+++ Fragmento para leer +++

De no ser por la casualidad, esta historia jamás habría salido a la luz. En 2009, mientras preparaba un libro sobre otro infame experimento, el de Tuskegee, la profesora Susan Reverby descubrió el de Guatemala revisando los papeles de Cutler, fallecido en 2003. Tuskegee es una pequeña localidad de Alabama, en el profundo sur de EEUU. Allí, y desde 1932, las autoridades sanitarias estadounidenses, estudiaron la evolución natural de la sífilis en 600 personas. Como en otras muchos ensayos de la ciencia, las cobayas fueron los pobres, aquí los aparceros negros. En este caso no se les contagió la enfermedad, ya la llevaban consigo. Pero, con engaños, prometiéndoles asistencia médica gratuita y hasta el pago de su entierro, les hicieron creer que les estaban tratando de la mala sangre, expresión popular para definir cualquier mal sin diagnóstico. Aun cuando ya se había demostrado la eficacia de los antibióticos para tratar la sífilis, los investigadores evitaron tratarlos hasta que, en 1972, una filtración a la prensa destapó el experimento.
La Comisión Presidencial para el Estudio de las Cuestiones Bioéticas que ha estudiado el caso de Guatemala ha asegurado: “tenemos que mirar y aprender del pasado para poder asegurar al público que hoy en día la investigación científica y médica se lleva a cabo de una manera ética”, escribe su presidenta Amy Gutmann. Sostiene que lo sucedido entonces pertenece al pasado y que cumplía con los requisitos éticos de esa época. Olvidan que ya en 1947, en mitad del experimento, se había establecido el Código de Nüremberg, un decálogo sobre la experimentación con humanos nacido del juicio en la misma ciudad alemana de los médicos que, bajo el paraguas nazi, realizaron experimentos tan espantosos como los llevados a cabo por la primera democracia del mundo.
También parecen olvidar los ensayos con pacientes del Hospital Judío para las Enfermedades Crónicas, de Nueva York, donde se les infectó con células cancerígenas en 1962 por el mismo equipo que, una década atrás había hecho algo similar con reclusos de una prisión. O el caso del pequeño pueblo de Pont-Saint-Esprit, en el sur de Francia, donde hace 60 años centenares de personas sufrieron alucinaciones, muriendo cinco. La versión oficial culpó a un pan de centeno infestado de cornezuelo, un hongo alucinógeno. Tras décadas de oscurantismo, ahora hayquienes señalan a la CIA y sus experimentos con el LSD como arma para el control mental.

+++ Entradas dadas +++

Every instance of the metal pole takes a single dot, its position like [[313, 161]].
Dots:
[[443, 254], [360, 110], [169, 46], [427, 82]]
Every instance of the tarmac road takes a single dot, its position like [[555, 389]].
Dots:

+++

> _Objetivo del ejercicio_: Según el fragmento sobre experimentos médicos, ¿cómo llegó a saberse lo ocurrido en Guatemala? Responde en una a tres oraciones. El listado es un material aparte del fragmento.

> _Resultado_: Salió a la luz por casualidad. En 2009, mientras preparaba un libro sobre el experimento de Tuskegee, la profesora Susan Reverby lo descubrió al revisar los papeles de Cutler, fallecido en 2003.